RECORDS TO PROCESS:
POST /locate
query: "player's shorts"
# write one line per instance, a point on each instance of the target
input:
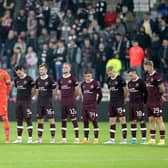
(43, 111)
(23, 110)
(89, 113)
(68, 110)
(116, 111)
(136, 112)
(3, 106)
(154, 110)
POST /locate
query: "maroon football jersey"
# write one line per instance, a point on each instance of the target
(45, 87)
(115, 85)
(152, 82)
(137, 90)
(67, 88)
(24, 87)
(90, 91)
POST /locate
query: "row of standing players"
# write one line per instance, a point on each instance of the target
(149, 92)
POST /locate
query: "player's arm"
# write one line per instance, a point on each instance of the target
(99, 93)
(77, 91)
(8, 82)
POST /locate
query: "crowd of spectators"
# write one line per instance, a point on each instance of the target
(83, 33)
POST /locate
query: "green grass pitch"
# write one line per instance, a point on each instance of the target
(80, 156)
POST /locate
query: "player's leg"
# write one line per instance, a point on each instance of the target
(6, 127)
(19, 118)
(162, 130)
(112, 123)
(52, 129)
(63, 123)
(85, 119)
(49, 111)
(28, 119)
(133, 131)
(124, 129)
(152, 123)
(96, 130)
(143, 132)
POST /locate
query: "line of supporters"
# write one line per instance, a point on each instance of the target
(149, 92)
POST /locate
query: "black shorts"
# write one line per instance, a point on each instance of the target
(116, 111)
(89, 113)
(23, 110)
(68, 110)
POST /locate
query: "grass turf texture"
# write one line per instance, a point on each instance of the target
(78, 156)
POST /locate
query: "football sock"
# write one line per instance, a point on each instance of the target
(64, 128)
(143, 130)
(112, 131)
(162, 134)
(52, 130)
(86, 129)
(124, 131)
(6, 127)
(76, 129)
(133, 130)
(40, 130)
(153, 134)
(96, 129)
(29, 126)
(19, 127)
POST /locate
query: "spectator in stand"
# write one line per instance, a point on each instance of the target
(18, 58)
(59, 58)
(162, 8)
(163, 53)
(74, 57)
(20, 23)
(46, 11)
(163, 29)
(136, 54)
(31, 62)
(110, 16)
(21, 44)
(101, 7)
(127, 18)
(144, 40)
(44, 38)
(148, 24)
(119, 27)
(8, 47)
(115, 63)
(32, 40)
(93, 27)
(155, 47)
(6, 23)
(9, 5)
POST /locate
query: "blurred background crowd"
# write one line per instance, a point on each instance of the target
(85, 33)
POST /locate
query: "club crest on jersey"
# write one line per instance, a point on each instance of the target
(25, 82)
(46, 83)
(69, 81)
(91, 86)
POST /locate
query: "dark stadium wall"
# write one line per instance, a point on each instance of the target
(103, 111)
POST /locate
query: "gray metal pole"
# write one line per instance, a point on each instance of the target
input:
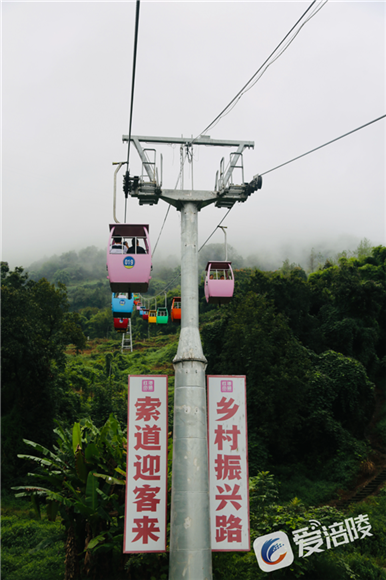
(190, 548)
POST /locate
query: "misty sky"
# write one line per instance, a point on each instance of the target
(67, 70)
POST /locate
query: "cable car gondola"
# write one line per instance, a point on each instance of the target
(176, 309)
(162, 315)
(145, 314)
(219, 282)
(121, 305)
(152, 316)
(128, 262)
(121, 324)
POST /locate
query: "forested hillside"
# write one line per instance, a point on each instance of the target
(313, 348)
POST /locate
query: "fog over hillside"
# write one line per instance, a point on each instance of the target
(91, 260)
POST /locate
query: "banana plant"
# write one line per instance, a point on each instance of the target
(83, 478)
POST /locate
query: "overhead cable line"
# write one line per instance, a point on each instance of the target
(324, 145)
(248, 85)
(127, 176)
(299, 157)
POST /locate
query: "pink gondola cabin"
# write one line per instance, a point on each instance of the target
(219, 282)
(129, 258)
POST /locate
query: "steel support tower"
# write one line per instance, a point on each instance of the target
(190, 544)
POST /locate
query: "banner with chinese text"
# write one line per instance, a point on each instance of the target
(228, 463)
(147, 454)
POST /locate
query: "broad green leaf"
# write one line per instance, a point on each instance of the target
(91, 493)
(48, 542)
(94, 542)
(111, 480)
(44, 451)
(91, 452)
(76, 437)
(43, 462)
(80, 466)
(52, 510)
(120, 471)
(36, 506)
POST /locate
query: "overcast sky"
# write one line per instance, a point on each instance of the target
(67, 70)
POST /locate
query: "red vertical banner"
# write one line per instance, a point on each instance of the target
(147, 464)
(228, 463)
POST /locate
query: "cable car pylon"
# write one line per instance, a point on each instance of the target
(190, 542)
(127, 339)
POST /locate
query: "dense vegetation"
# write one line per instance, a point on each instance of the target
(313, 350)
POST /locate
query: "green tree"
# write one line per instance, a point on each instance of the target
(36, 327)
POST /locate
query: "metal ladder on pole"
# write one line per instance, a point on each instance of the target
(127, 339)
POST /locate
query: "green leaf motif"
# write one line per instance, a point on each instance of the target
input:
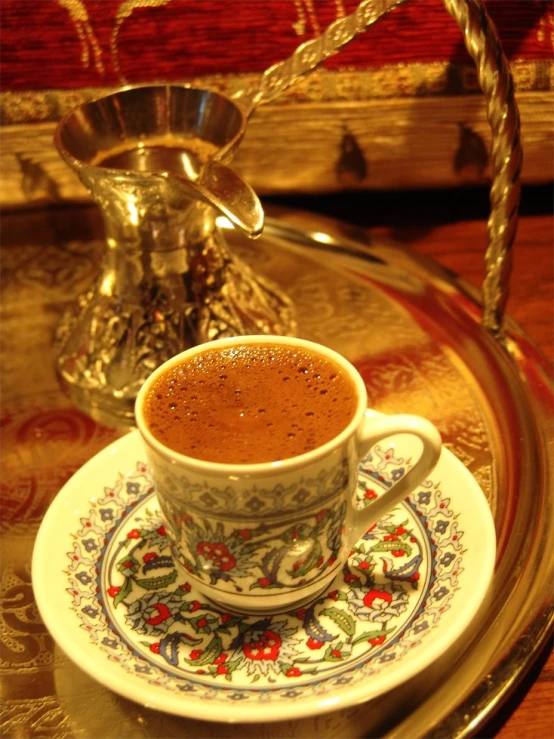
(127, 565)
(124, 592)
(343, 620)
(367, 635)
(155, 583)
(212, 651)
(392, 546)
(309, 563)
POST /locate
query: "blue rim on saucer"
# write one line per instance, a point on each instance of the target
(109, 593)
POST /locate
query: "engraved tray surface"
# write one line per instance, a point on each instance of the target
(413, 331)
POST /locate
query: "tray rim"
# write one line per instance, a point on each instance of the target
(500, 676)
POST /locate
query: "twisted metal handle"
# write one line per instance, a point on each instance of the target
(496, 82)
(309, 55)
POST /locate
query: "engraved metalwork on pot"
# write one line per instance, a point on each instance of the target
(153, 159)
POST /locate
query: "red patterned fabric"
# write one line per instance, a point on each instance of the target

THE PROBLEM:
What number of lines in the records contain the word "football"? Answer with that number alone.

OUTPUT BELOW:
2